AUFGABE 1 ::
Zähle die Zeilen, die das Wort „balloon" enthalten, und gib nur die Zahl an.

DOKUMENTTEXT ::
◇ ◇ ◇ ◇
Schimmelpfennigs Odysseus ist ein Unschlüssiger, der nicht mehr weiß, was Heimat eigentlich ist. Bricht aber immer wieder von neuem auf, von Erinnerungen getrieben. Dabei ist der Städtezerstörer auch gleichzeitig Biedermann. Während er gestern noch listig ein großes Holzpferd baute und brandschatzend Troja vernichtete, denkt er am nächsten Morgen schon an glückliche Heimkehr, Blasmusik, TV-Serien oder die Fertigstellung des Geräteschuppens im heimischen Garten. Die Frau Penelope, die das mit ihm teilen könnte, ist sich derweil nicht mehr wirklich sicher, ob sie das auch will. Die Geschichten des Liebhabers werden zum Ersatz und Rechtfertigung der Affäre. Wer sieben Jahre bei der Nymphe Kalypso weilt, hat bestimmt kein Interesse heimzukehren.

Köhlers Inszenierung stellt sich ganz in den Dienst des Textes. Kein schmückendes Beiwerk und bebildernde Regieeinfälle lenken ab. Nur umherirrende, sich mal aneinander klammernde und wieder fliehende Körper und die Sprache. Das Reiben der Hemden beim Gehen an der Wand erzeugt magische Windgeräusche. Ansonsten wird auch mal Down in the River to Pray gesungen. Ein Song aus dem Film der Coen-Bruder O Brother, Where Art Thou?, der in Szenen auf die Irrfahrten des Odysseus anspielt. Rollkoffer, das Vehikel des modernen Weltreisenden, werden auf die Bühne getragen, geschichtet und geworfen. Niederlassen oder Weiterziehen? Odysseus wird zum Dauerreisenden in Sachen Entdeckung neuer Welten, Krieg und Eroberung.
◇ ◇ ◇ ◇
AUFGABE 2 ::
Beantworte kurz diese Fragen zur Theaterkritik oben:
(a) Wie viele Jahre weilt man laut Text bei der Nymphe Kalypso?
(b) Welches Lied wird in Köhlers Inszenierung gesungen?
(c) Wodurch entstehen die magischen Windgeräusche?

BEREITGESTELLTES MATERIAL ::
◇ ◇ ◇ ◇
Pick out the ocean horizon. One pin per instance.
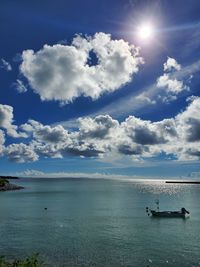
(100, 222)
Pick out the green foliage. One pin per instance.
(28, 262)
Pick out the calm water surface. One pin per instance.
(100, 223)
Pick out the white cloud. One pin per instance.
(102, 136)
(5, 65)
(172, 85)
(169, 82)
(2, 141)
(20, 87)
(20, 153)
(6, 121)
(63, 73)
(171, 64)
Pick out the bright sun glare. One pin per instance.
(145, 31)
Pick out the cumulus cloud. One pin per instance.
(2, 141)
(104, 136)
(20, 87)
(169, 82)
(63, 72)
(5, 65)
(171, 64)
(6, 121)
(20, 153)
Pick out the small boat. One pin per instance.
(183, 213)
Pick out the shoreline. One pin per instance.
(182, 182)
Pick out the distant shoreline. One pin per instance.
(182, 182)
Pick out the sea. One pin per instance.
(100, 222)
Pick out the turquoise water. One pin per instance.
(100, 223)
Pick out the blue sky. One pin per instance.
(104, 87)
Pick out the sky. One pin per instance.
(100, 88)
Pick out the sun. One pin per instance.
(145, 31)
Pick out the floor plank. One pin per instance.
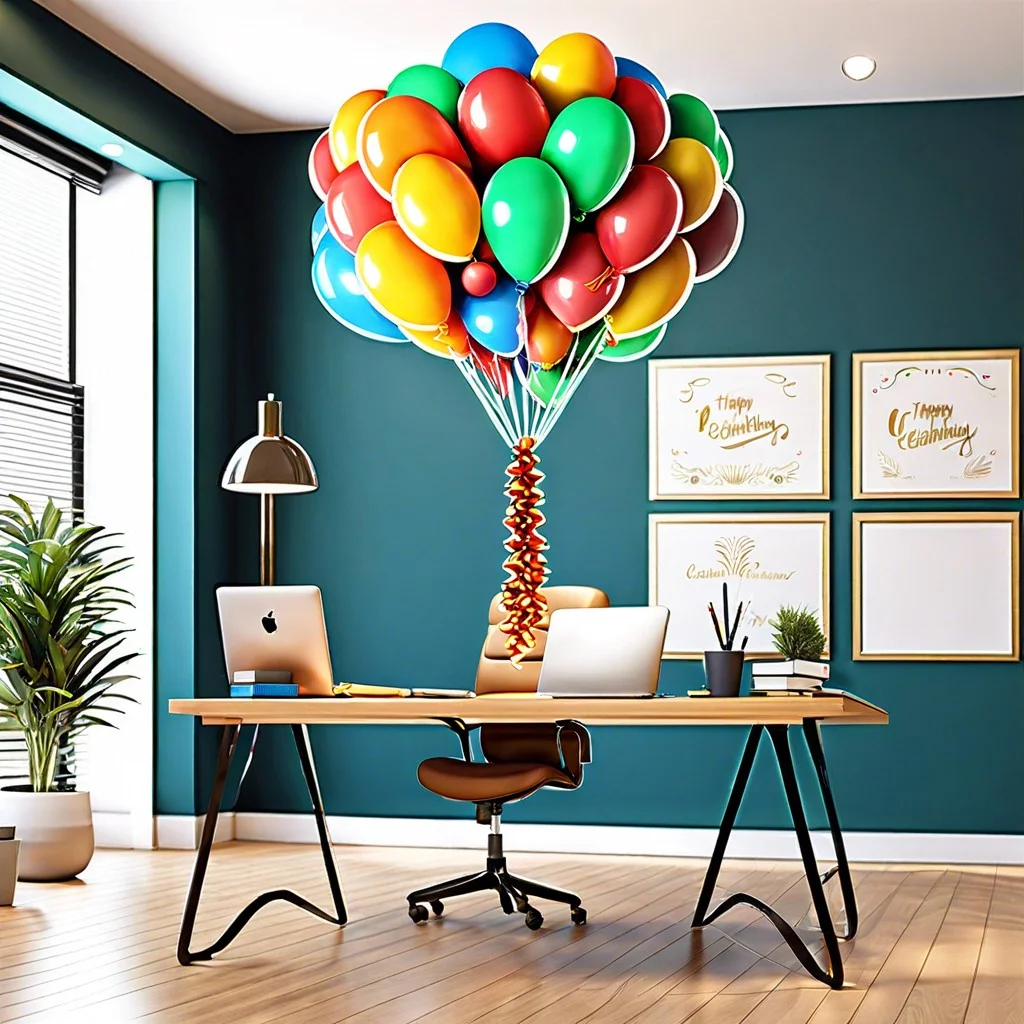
(936, 945)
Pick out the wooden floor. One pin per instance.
(936, 945)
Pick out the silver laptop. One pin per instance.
(603, 652)
(280, 629)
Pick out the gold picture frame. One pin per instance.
(733, 558)
(980, 465)
(909, 603)
(774, 475)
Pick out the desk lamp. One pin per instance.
(269, 464)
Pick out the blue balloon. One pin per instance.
(340, 292)
(494, 318)
(485, 46)
(630, 69)
(318, 227)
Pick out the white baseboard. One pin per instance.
(114, 828)
(943, 848)
(182, 832)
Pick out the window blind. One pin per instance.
(35, 268)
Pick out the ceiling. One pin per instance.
(270, 65)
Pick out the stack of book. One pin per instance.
(787, 677)
(263, 683)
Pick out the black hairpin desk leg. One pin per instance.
(832, 973)
(228, 741)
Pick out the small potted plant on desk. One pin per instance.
(799, 639)
(58, 670)
(724, 668)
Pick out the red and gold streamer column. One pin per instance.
(522, 602)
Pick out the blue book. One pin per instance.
(264, 689)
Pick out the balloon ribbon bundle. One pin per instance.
(525, 606)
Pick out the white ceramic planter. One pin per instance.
(55, 830)
(8, 869)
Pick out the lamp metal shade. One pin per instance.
(269, 463)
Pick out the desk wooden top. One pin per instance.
(833, 709)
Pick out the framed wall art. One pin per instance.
(754, 427)
(767, 560)
(936, 424)
(936, 587)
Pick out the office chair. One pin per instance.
(520, 760)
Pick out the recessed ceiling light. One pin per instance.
(858, 68)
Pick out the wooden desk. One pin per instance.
(775, 716)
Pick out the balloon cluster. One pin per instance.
(522, 214)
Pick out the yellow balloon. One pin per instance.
(698, 175)
(452, 343)
(345, 126)
(572, 67)
(436, 204)
(400, 280)
(655, 293)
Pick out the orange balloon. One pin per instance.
(400, 127)
(655, 293)
(345, 126)
(572, 67)
(548, 339)
(698, 175)
(400, 280)
(451, 340)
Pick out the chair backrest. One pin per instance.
(496, 674)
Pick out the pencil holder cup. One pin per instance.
(723, 670)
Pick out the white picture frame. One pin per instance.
(936, 586)
(942, 424)
(739, 427)
(768, 560)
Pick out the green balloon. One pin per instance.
(525, 214)
(634, 348)
(723, 154)
(433, 85)
(692, 118)
(591, 146)
(544, 384)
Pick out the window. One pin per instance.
(41, 407)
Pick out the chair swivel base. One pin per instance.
(512, 891)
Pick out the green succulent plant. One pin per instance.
(798, 634)
(59, 637)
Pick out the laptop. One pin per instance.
(603, 652)
(279, 629)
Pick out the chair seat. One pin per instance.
(479, 781)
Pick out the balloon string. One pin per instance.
(605, 274)
(522, 602)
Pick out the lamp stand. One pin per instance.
(267, 541)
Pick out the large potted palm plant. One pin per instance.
(59, 640)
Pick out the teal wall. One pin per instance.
(204, 398)
(868, 227)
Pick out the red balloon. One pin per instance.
(479, 279)
(638, 224)
(502, 116)
(582, 287)
(321, 166)
(496, 368)
(648, 113)
(716, 241)
(354, 206)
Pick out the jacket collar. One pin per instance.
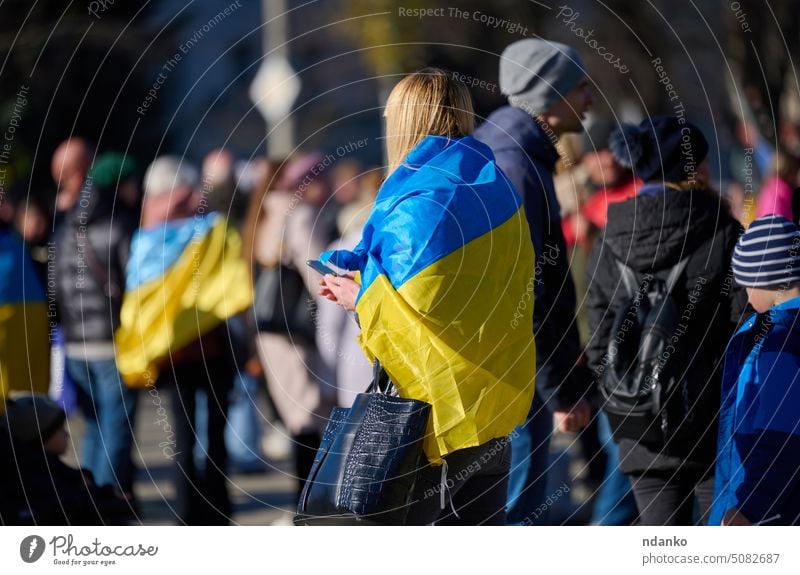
(510, 128)
(782, 311)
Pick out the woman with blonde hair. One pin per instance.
(444, 297)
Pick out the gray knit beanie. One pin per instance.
(534, 74)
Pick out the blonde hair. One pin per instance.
(428, 102)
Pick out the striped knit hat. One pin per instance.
(768, 253)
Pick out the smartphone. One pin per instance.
(321, 268)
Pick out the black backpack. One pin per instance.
(642, 373)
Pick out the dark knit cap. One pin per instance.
(112, 168)
(768, 253)
(660, 148)
(33, 419)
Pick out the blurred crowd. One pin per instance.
(187, 286)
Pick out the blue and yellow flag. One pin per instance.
(446, 300)
(24, 327)
(184, 278)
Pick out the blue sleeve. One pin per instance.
(768, 432)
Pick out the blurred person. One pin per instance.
(548, 94)
(613, 182)
(445, 255)
(32, 221)
(185, 278)
(218, 182)
(24, 320)
(48, 491)
(775, 196)
(347, 368)
(287, 233)
(345, 177)
(758, 452)
(675, 222)
(68, 167)
(735, 194)
(91, 255)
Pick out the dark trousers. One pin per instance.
(476, 486)
(201, 494)
(668, 497)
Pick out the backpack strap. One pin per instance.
(675, 273)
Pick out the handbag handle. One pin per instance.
(380, 379)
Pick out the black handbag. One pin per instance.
(366, 466)
(282, 303)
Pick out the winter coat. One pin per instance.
(91, 253)
(650, 233)
(758, 463)
(527, 155)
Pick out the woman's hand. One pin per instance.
(340, 289)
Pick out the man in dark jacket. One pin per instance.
(92, 249)
(675, 216)
(548, 94)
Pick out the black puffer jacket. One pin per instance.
(91, 253)
(651, 233)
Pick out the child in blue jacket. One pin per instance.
(758, 454)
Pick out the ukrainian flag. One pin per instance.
(183, 279)
(446, 300)
(24, 336)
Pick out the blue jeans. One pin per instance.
(243, 432)
(109, 409)
(615, 504)
(530, 458)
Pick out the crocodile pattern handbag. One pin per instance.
(367, 462)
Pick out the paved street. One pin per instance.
(258, 499)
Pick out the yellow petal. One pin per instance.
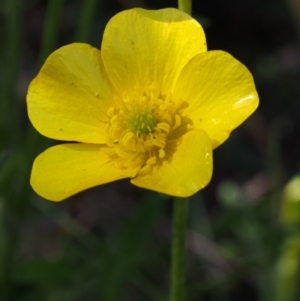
(188, 172)
(66, 169)
(69, 97)
(220, 92)
(144, 47)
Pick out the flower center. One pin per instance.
(144, 129)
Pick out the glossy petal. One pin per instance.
(66, 169)
(69, 97)
(144, 47)
(188, 172)
(220, 92)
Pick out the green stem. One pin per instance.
(185, 6)
(178, 255)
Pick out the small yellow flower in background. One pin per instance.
(150, 106)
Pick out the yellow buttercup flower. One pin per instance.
(150, 106)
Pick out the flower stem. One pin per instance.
(178, 249)
(185, 6)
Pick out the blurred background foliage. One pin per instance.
(112, 242)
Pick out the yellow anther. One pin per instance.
(159, 143)
(177, 122)
(145, 170)
(151, 161)
(164, 126)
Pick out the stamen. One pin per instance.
(161, 153)
(142, 124)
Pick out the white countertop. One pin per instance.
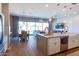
(57, 35)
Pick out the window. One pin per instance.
(32, 26)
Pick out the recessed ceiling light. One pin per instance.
(63, 9)
(58, 4)
(46, 5)
(74, 12)
(65, 15)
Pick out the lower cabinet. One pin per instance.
(53, 45)
(73, 42)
◇ ◇ ◇ ◇
ERGEBNIS 1 ::
8

ERGEBNIS 2 ::
(a) Sieben Jahre.
(b) Down in the River to Pray.
(c) Durch das Reiben der Hemden beim Gehen an der Wand.